GIVEN REQUEST
Reproduce every one of the following items word for word, keeping their order.

- - - - - - -

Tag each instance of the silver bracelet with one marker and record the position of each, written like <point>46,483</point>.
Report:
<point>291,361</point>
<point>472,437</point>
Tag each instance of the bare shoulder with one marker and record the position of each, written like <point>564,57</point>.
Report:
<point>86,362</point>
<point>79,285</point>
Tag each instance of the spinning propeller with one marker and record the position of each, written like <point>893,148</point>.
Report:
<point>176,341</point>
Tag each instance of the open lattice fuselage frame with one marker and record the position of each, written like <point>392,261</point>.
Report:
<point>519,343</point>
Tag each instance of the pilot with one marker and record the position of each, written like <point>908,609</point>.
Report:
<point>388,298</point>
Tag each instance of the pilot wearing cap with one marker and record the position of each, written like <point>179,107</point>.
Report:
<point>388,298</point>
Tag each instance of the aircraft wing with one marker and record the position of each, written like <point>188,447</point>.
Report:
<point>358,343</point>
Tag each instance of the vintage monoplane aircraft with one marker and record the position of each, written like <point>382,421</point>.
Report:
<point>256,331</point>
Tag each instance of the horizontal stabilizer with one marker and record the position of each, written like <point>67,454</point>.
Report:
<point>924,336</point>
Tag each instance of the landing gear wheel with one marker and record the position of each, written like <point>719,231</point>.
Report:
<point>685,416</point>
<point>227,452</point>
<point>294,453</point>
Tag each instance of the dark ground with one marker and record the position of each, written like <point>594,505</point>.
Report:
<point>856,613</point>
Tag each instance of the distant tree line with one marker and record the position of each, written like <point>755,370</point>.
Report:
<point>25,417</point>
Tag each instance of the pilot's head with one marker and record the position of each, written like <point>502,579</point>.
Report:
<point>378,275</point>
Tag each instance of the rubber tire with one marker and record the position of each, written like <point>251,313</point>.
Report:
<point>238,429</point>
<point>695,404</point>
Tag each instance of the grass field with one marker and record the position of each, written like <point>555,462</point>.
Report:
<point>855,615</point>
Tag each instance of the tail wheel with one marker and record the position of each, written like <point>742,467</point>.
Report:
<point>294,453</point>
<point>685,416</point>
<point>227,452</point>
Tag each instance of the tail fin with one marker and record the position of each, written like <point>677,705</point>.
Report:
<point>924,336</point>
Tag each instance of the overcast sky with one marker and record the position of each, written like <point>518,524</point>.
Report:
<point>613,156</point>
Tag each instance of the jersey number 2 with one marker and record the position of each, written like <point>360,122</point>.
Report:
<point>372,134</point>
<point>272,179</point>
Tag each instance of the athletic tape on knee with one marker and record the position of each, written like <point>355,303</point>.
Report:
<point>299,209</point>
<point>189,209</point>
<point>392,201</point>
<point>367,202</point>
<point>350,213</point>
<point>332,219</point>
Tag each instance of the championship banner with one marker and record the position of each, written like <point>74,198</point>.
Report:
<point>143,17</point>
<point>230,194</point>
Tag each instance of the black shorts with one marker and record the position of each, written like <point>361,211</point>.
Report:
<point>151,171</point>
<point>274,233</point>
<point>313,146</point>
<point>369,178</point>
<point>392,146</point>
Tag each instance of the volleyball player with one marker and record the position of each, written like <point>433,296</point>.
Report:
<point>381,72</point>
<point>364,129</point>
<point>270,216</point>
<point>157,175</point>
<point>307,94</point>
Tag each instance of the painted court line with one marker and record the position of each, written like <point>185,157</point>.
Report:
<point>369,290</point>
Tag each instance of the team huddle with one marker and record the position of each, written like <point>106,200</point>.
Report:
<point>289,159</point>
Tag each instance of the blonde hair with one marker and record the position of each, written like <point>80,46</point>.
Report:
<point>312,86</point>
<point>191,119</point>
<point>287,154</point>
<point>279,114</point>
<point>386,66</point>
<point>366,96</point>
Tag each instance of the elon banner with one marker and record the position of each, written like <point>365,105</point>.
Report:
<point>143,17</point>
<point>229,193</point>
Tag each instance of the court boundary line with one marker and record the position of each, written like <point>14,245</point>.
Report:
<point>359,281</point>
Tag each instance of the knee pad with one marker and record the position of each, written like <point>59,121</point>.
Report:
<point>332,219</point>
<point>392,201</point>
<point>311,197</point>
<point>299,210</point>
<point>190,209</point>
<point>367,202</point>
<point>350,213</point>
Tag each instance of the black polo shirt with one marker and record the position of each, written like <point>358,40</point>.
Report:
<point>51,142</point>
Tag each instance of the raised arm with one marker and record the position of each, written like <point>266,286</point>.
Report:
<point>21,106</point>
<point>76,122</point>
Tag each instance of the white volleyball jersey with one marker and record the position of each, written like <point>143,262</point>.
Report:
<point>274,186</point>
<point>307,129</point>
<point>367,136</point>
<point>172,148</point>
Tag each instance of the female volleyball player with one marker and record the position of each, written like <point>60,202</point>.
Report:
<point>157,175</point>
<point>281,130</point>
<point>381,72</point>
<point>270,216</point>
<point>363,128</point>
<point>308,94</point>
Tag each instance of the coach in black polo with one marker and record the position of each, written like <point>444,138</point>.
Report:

- - - - - - -

COMPLETED TASK
Tag each instance of the silver bracelet with one marker and record the position of each, written like <point>46,483</point>.
Report:
<point>291,361</point>
<point>472,437</point>
Tag each instance of the bare shoulder with one marker and record the position of each, written like <point>564,57</point>.
Report:
<point>86,362</point>
<point>79,285</point>
Tag each instance of the spinning propeller with one marker and record the position of each, written like <point>893,148</point>.
Report:
<point>176,341</point>
Tag each instance of the open lattice fuselage frame with one marker and record the position of each, written like <point>392,261</point>.
Report:
<point>519,343</point>
Tag each instance of the pilot with one marker and record the position of each, written like <point>908,609</point>.
Report:
<point>388,298</point>
Tag each instance of the pilot wearing cap with one marker and record the position of each, written like <point>179,107</point>.
Report:
<point>388,298</point>
Tag each instance of the aircraft wing with one marker and record the position of each, written like <point>188,447</point>.
Report:
<point>358,343</point>
Tag each instance of the vintage monoplane aircraft with one marker and record the position of each, written like <point>382,421</point>.
Report:
<point>256,331</point>
Tag each instance of the horizontal stabilizer with one marker and record the position of each, written like <point>67,454</point>.
Report:
<point>924,336</point>
Tag each instance of the landing gear wheel with one marker and record the position of each, written like <point>719,231</point>.
Report:
<point>685,416</point>
<point>227,452</point>
<point>294,453</point>
Tag each instance of the dark ground with one marker and record the position of each, written like <point>594,505</point>.
Report:
<point>856,613</point>
Tag each instance of the distant tree line with one marker and record the position of each, written like <point>755,370</point>.
Report:
<point>25,417</point>
Tag each instance of the pilot's head with one marker and record the position of each, written like <point>502,579</point>.
Report:
<point>378,275</point>
Tag each instance of the rubber tire with one marker and record the position of each, written like <point>251,313</point>.
Report:
<point>238,429</point>
<point>695,404</point>
Tag each instance of the grass field with one marker and record the position of each, written like <point>555,462</point>.
Report:
<point>855,615</point>
Tag each instance of the tail wheel with one marker and record the position of each, written like <point>742,467</point>.
Report:
<point>294,453</point>
<point>685,416</point>
<point>227,452</point>
Tag each instance of the tail fin with one marker and record the position of each, written like <point>677,705</point>.
Report:
<point>924,336</point>
Tag each instance of the overcast sky with one marker and record the position of each, written like <point>518,524</point>.
Report:
<point>613,156</point>
Tag each instance of the jersey number 2 with one marker and record the position of each, written like <point>360,122</point>.
Report:
<point>372,134</point>
<point>272,179</point>
Tag each instance of the athletic tape on knee with one marker and record the position of each, written like <point>355,303</point>.
Report:
<point>299,209</point>
<point>189,209</point>
<point>392,201</point>
<point>367,202</point>
<point>350,213</point>
<point>332,219</point>
Tag each instance of the championship banner with one marker and record the position of each, written like <point>74,198</point>.
Report:
<point>143,17</point>
<point>230,194</point>
Tag each instance of the black shorts with one marker and record the position of each, written like <point>361,211</point>.
Report:
<point>151,171</point>
<point>274,233</point>
<point>313,146</point>
<point>369,178</point>
<point>392,146</point>
Tag each instance of the volleyball player with one marker and record the position of each, written like <point>433,296</point>.
Report:
<point>381,72</point>
<point>364,129</point>
<point>270,216</point>
<point>157,175</point>
<point>307,94</point>
Tag each instance of the painted court line with one marker and record the position of each, written like <point>185,157</point>.
Report:
<point>369,290</point>
Tag each instance of the team huddle with one marker and record the position of each, written like <point>106,200</point>.
Report:
<point>289,159</point>
Tag each instance of the blonde hair with one marker and record the position of each, written like <point>80,46</point>.
Report:
<point>312,86</point>
<point>191,119</point>
<point>287,154</point>
<point>279,114</point>
<point>386,66</point>
<point>366,96</point>
Tag each instance of the elon banner with one marker and record the position of each, written like <point>365,105</point>.
Report:
<point>143,17</point>
<point>229,193</point>
Tag each instance of the court boundary line with one marker and record the position of each, written like <point>14,245</point>.
Report:
<point>359,281</point>
Tag each instance of the knee pad with one marker and record the position of each, written like <point>59,121</point>.
Report:
<point>332,219</point>
<point>392,201</point>
<point>311,197</point>
<point>299,210</point>
<point>190,209</point>
<point>367,202</point>
<point>350,213</point>
Tag each instance of the black polo shirt with one marker and record the position of each, written like <point>358,40</point>.
Report:
<point>51,142</point>
Tag each instance of the raised arm with one marker and record the position of each, written like <point>266,286</point>.
Report:
<point>21,106</point>
<point>76,122</point>
Tag each instance of the white volleyball jersey with one marker and record the position of each, written like <point>143,262</point>.
Report:
<point>274,186</point>
<point>307,129</point>
<point>367,136</point>
<point>172,148</point>
Tag each instance of the female volleyball player with one marker and record the position of each, written like <point>60,202</point>.
Report:
<point>157,175</point>
<point>281,130</point>
<point>381,72</point>
<point>270,216</point>
<point>363,128</point>
<point>308,94</point>
Tag each instance of the coach in black polo with one marker and record the position of each, written like <point>444,138</point>.
Report:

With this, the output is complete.